## Task instructions:
Carry on the article about quitting a hospitality job, beginning right after its final sentence.

The five feels I experienced when I quit my hospo job (with no back-up plan)
A couple weeks ago I threw in the towel and said "nope", I’m done with hospo. The late nights, the rude customers, the whole lot.
Don’t get me wrong, serving parmis is a great way to make decent dosh while studying. But anyone who has done it will tell you it ain’t easy. Working till 3am and having to fit in a serious cram sesh the next day takes its toll. It’s doable and sometimes a real blast, but I reached the end of my tether.
I’ve been through five major emotive states since I handed in my resignation and I’m sure if you’ve ever quit without a plan, you’ll be able to relate.
Despite feeling a ton of emotions when quitting, this was the first. I am free. Gone are the days of laughing off a repetitive statement about how expensive beer has gotten. I can actually go hang out with my friends on the weekend, go to dinner with my boyfriend, and importantly – sleep. I can officially hang up my crusty work apron, and focus on being the best version of me (very inspirational, I know).

Stored items:
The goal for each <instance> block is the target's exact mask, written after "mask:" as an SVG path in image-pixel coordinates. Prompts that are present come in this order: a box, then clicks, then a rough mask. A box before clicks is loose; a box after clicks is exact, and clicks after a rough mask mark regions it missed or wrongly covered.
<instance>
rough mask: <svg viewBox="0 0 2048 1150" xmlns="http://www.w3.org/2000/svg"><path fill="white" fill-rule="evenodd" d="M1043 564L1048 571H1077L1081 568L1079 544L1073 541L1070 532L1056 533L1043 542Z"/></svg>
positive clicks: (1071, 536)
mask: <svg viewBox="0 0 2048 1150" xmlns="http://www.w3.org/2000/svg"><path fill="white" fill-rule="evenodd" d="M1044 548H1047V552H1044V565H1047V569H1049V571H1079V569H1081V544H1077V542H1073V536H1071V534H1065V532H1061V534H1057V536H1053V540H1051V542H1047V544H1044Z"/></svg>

## Solved exercise:
I did the responsible thing by my employer and gave them two weeks notice before waving goodbye. But during these last two weeks, I started to feel emotion number two – guilt. I felt guilty for a couple reasons, but mostly I felt guilty because I am such an impeccable worker that the business will surely die without me. OK so I’m only joking, but I did feel really crummy about leaving my co-workers behind.
Sadness sets in
The Snapchats of after-work drinks continued without me, the inside jokes grew beyond my involvement, and the FOMO kicked in. I couldn’t believe it - did I actually miss hospo life? Did I seriously quit this job and now want it back? Maybe hospitality wasn’t all that bad after all, I mean, most weekend shifts we ended up going out afterwards anyways! And my boyfriend and I don’t even go out to dinner that much. Plus, sleep is for the weak. Should I ring my boss back? Maybe I’ll just pop in there to see if they’re OK without me...
Productivity is so fun!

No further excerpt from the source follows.